-- Begin Given data --

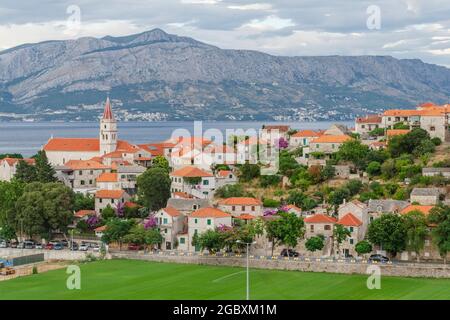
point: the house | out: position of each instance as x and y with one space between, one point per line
193 181
292 208
241 205
302 138
325 145
363 125
224 177
170 222
274 132
432 172
425 196
187 205
357 209
357 231
377 207
8 167
103 198
205 219
61 150
319 224
81 175
337 130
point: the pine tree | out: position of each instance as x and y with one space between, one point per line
44 171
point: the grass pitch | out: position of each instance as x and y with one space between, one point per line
132 279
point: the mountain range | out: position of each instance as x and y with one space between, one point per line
158 76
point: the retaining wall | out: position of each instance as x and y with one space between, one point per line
403 270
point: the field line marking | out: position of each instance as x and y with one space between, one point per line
227 276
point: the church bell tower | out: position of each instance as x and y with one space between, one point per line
108 130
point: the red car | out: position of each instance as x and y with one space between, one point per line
135 247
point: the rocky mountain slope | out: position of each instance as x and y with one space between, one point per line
155 75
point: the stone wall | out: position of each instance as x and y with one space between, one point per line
7 253
402 269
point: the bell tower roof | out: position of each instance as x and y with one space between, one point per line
107 113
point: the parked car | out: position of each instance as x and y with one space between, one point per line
135 247
28 244
378 258
289 253
73 246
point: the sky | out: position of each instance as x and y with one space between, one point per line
400 28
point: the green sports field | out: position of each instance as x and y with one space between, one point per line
129 279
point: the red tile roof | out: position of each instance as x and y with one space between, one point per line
109 194
191 172
209 213
107 177
73 144
306 133
349 220
171 211
240 201
424 209
320 218
332 139
83 213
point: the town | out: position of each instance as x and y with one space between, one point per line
378 191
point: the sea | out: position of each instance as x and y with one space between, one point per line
27 138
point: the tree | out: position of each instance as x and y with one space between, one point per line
363 247
44 207
25 172
154 188
116 231
340 233
315 243
248 172
285 229
440 216
229 191
354 151
44 171
211 240
373 168
108 213
83 202
416 231
389 232
161 162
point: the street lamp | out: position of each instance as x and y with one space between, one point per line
248 244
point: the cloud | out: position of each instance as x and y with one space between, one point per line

-- End Given data --

__Description of the task__: Every line from the one containing "point: the bell" through the end of the entries above must be echoed exactly, with both ends kept.

__Written reply__:
point: the bell tower roof | out: position of each instance as x and y with one space between, one point per line
107 113
point: the parked car | out: position of each instance as x and y with one space between, one point per line
135 247
28 244
378 258
289 253
73 246
point: the sky | out: position of each instance as x and y with one space between, one point per line
400 28
point: the green sports field | out: position of each instance as x and y with one space between, one point per line
129 279
point: the red tile roof | out: position of each instance as x and y with one space between, one point per line
109 194
191 172
209 213
107 177
73 144
306 133
349 220
171 211
240 201
424 209
320 218
332 139
83 213
point: the town | out: position of each instance as x and y with one space between, one point per line
378 191
point: the sea | out: position of each instance as x and y with one space between, one point per line
27 138
point: the tree | out: position of each instance as x and y with one space between, one point per line
363 247
44 207
25 172
154 188
116 231
340 233
315 243
248 172
285 229
440 216
229 191
354 151
44 171
211 240
373 168
108 213
83 202
416 231
389 232
161 162
point: the street lamp | out: position of each instance as x and y with one space between, one point per line
248 244
point: the cloud | out: position of each instance as x and y with one space between, one point per line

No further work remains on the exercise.